▶ [Point placement records]:

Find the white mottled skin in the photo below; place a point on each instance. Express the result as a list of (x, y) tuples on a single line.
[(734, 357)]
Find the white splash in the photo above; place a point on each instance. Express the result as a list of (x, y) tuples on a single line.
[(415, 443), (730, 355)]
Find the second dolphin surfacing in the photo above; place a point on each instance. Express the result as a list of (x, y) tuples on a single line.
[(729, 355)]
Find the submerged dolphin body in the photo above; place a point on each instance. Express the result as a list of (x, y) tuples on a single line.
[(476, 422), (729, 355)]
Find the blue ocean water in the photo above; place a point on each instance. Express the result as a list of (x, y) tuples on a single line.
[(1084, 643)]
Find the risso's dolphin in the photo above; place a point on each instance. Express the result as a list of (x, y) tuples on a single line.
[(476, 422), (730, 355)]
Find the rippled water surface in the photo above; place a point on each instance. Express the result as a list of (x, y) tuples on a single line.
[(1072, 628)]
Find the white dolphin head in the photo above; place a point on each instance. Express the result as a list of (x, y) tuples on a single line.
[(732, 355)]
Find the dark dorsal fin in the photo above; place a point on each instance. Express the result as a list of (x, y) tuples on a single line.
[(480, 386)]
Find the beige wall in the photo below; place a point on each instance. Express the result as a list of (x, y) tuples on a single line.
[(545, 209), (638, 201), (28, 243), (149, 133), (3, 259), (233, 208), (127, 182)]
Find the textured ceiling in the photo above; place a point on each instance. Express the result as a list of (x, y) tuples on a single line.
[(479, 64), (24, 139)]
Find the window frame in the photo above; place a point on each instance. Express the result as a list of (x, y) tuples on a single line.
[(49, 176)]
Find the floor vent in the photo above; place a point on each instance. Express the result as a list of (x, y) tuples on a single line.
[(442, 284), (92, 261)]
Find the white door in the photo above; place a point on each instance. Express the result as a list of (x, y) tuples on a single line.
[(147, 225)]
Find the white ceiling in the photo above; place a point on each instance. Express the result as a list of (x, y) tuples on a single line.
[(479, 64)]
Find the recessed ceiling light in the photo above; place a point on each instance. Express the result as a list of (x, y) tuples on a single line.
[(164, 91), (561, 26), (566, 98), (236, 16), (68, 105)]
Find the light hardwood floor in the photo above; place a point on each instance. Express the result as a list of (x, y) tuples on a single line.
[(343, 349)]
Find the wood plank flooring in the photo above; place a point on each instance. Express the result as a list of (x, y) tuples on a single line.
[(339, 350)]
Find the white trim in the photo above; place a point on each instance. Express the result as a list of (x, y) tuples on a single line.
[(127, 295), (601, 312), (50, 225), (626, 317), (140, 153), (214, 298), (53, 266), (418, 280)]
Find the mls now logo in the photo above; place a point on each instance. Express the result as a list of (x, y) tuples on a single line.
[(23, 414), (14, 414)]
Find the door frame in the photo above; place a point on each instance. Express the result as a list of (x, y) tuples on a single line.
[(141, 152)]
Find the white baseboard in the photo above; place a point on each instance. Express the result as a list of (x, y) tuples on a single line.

▶ [WORK TO BE COMPLETED]:
Give the listing again, word for word.

▶ [TASK ANSWER]:
Find the white mottled skin in the photo below; place a point on each instance. Express the result as a list of (x, y) tuples on a single line.
[(734, 357)]
Find the white splash in the photo above; place a point on each instance. Express the result as a list of (x, y) tuples on a single line.
[(415, 443), (730, 355)]
Find the second dolphin surfacing in the photo above; place a point on each instance. Express the result as a list of (x, y) tuples on a single line.
[(729, 355)]
Find the submerged dolphin body in the photo above; place a point on each instance. Express the result as a list of (x, y) tuples on a single line.
[(476, 422), (729, 355)]
Find the blue ocean water in the photo above; place a point on each instance. Express the result as a list of (x, y) tuples on a single line.
[(1084, 643)]
Find the risso's dolphin in the photo above; place a point on each instance. Express the result as a list of (x, y) tuples on a single line.
[(476, 422), (730, 355)]
Find the rippled water surface in the photo above; place a point on each instance. Express the result as a list of (x, y) tuples on a single line.
[(1072, 628)]
Find the white dolphin head in the photo above; place a point on each instance. Express the result as a list of (x, y) tuples on a single line.
[(732, 355)]
Find the dark dorsal fin in the photo above; place a point on each instance. Express the result as a list of (x, y) tuples on a single line.
[(480, 386)]
Find the beige wall in the photo below; place a point on each instance. Express the result as a list of (x, y) tuples on a single line.
[(545, 209), (638, 201), (28, 243), (149, 133), (3, 259), (233, 208), (127, 182)]
Find the textured ceiling in the photo above; place a point on each instance. Express the result as a list of (x, y) tuples on a single line.
[(479, 64), (24, 139)]
Find the window frame in the photo above; place a point on each instance. Express the result as a list of (x, y) tuples on a single line.
[(49, 176)]
Find the floor vent in the photo above; place a point on each instance. Express the result as a list of (x, y) tuples on a single line.
[(442, 284), (92, 261)]
Find the white door in the photo above; place a point on each instance. Express the result as a list of (x, y) tuples on a single line.
[(147, 225)]
Find the white ceiling in the photo above; place a point on each instance. Express the result as a list of (x, y) tuples on a single line.
[(479, 64)]
Find the recessed ceiling light in the photo above; place a point on each instance. Express the result as a list of (x, y) tuples on a single line.
[(164, 91), (561, 26), (566, 98), (236, 16), (68, 105)]
Find the light hardwood floor in the photo above; place a point on each instance. Express the result as a list of (x, y) tuples on a single line.
[(343, 349)]
Find the wood plank flooring in the photo above; place a point on each instance. Express the result as a list of (x, y) tuples on a single line.
[(339, 350)]
Find the white trim in the photo above; place a point on each instance. Express the result as a list of (x, y) tuples on a single line.
[(127, 295), (601, 312), (50, 225), (626, 317), (140, 153), (214, 298), (53, 266), (418, 280)]
Find the mls now logo in the photo above; place a point on each instance. Express the result as a list of (x, y) tuples on a single line.
[(23, 414), (14, 414)]
Find the door frame in the photo above; place a point on each instance. Express the result as a list of (x, y) tuples on a single line.
[(141, 152)]
Find the white baseboard in the photo above; place a point on each instance. Express the result as a list of (x, y) tuples on a single line.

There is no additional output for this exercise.